## Exercise objective
Locate each row below that contains the string "above" and copy those rows in full. Case counts when matching.

## Source material

--------------------------------

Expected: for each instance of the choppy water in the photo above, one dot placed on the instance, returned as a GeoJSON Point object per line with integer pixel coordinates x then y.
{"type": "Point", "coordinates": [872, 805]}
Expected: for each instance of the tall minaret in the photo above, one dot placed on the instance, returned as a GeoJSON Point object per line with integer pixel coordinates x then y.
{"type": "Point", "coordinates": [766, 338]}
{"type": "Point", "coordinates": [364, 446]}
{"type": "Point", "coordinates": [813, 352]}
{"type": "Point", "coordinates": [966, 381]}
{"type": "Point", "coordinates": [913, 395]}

--------------------------------

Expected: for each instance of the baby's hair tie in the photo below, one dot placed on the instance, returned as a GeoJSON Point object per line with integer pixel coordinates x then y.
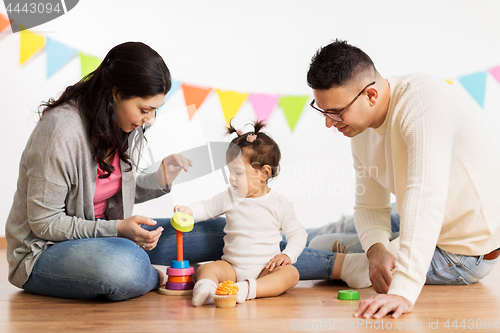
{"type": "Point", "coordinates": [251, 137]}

--------------------------------

## Exercise output
Expected: for each instance of the choppy water in the photo above, one dot placed on the instance, returned as a GeoJSON Point object per line with integer pixel coordinates x then y.
Expected: for each instance of the tall minaret in the photo above, one dot placed on the instance, returned as a GeoJSON Point object per line with integer pixel coordinates x then y.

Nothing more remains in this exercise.